▸ STATED EXERCISE A: Translate this sentence from the passage on the Law Firm's credit agreement into Spanish: "Khorrami also personally guaranteed the Law Firm's payment obligations under the Credit Agreement."
▸ STATED EXERCISE B: Write what comes next in the passage on the Law Firm's credit agreement with Hamilton, picking up after its last sentence.

▸ PASSAGE:

= = = = =

Khorrami is a partner at the Law Firm, a California limited partnership based in Los Angeles. On June 17, 2009, Hamilton and the Law Firm entered into a Credit Agreement, pursuant to which the Law Firm was provided with a $6 million revolving credit facility with a maturity date of June 12, 2012. See Dkt. 108. The money borrowed by the Law Firm under this credit facility was secured by Collateral, defined in Section 1.20 to mean:
[A]ll property and proceeds thereof now owned or hereafter acquired by [the Law Firm] or any other Person who has granted Lien to [Hamilton], in or upon which a Lien hereafter exists in favor of [Hamilton], as security for the Obligations.See id. at 6. The Law Firm provided Hamilton with a $6 million note (see Dkt. 111), and the Collateral was secured pursuant to a Security Agreement. See Dkt. 110. Khorrami also personally guaranteed the Law Firm's payment obligations under the Credit Agreement. See Dkt. 5. These contracts are collectively referred to in the Credit Agreement as the "Transaction Documents." See Dkt. 108 at 14.
Section 2.5(a) of the Credit Agreement provides that the amount borrowed carries interest "at a rate equal to the lesser of 24% per annum and the Maximum Rate (which interest accruing at the Maximum Rate shall compound at the maximum frequency permitted under Applicable Law)." See id. at 15. Maximum Rate is defined in Section 1.61 as "the maximum rate or amount of interest that Lender is allowed to contract for, charge, take, reserve or receive under Applicable Law." See id. at 11. Section 2.5(c) provides that "[a]t all times after the occurrence and during the continuation of any Event of Default, interest shall be payable on demand. If interest in excess of the Maximum Rate is at any time received by [Hamilton], as determined by a court of competent jurisdiction, such excess shall be applied against other outstanding Obligations." See id. at 15. Section 2.5(d) provides that "[a]t the option of Lender, following any Event of Default and to the extent permitted by Applicable Law, all Obligations shall bear interest at the per annum rate set forth in Section 2.5 plus 11% (the "Default Rate") until paid, regardless of whether such payment is made before or after entry of a judgment, provided that the Default Rate shall never exceed the Maximum Rate." See id.

= = = = =

▸ DATA BLOCK:

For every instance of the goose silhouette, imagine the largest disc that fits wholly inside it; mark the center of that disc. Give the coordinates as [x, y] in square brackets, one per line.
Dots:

= = = = =

▸ REPLY A: Khorrami también garantizó personalmente las obligaciones de pago del Bufete conforme al Contrato de Crédito.

▸ REPLY B:
Applicable Law is defined in Section 1.11 to mean "all provisions of statutes, laws, rules, regulations, ordinances, writs, interpretations, injunctions and orders of any Governmental Authority applicable to any Person, property, transaction or event, and all orders and decrees of all courts and arbitrators in proceedings or actions in which the Person in question is a party or which such property, transaction or event is the subject including applicable federal, state and local laws and regulations." See id. at 5.
Obligation is defined in Section 1.64 as:
[A]ll present and future obligations, indebtedness and liabilities of any Loan Party to [Hamilton] or any of its affiliates at any time and from time to time of every kind, nature and description arising under any Transaction Document, whether direct or indirect, secured or unsecured, joint and/or several, absolute or contingent, due or to become due, matured or unmatured, now existing or hereafter arising, contractual or tortious or liquidated or unliquidated, including, without limitation, the Revenue Interest, all interest, fees, charges, expenses and indemnities, all amounts paid or advanced by [Hamilton] to, on behalf of or for the benefit of any such Loan Party in accordance with the terms of the Transaction Documents, for any reason at any time, and all obligations of performance as well as obligations of payment and all interest, fees and other amounts that accrue after the commencement of any receivership, insolvency or bankruptcy proceeding by or against any such Loan Party or its Properties.
See id. at 11.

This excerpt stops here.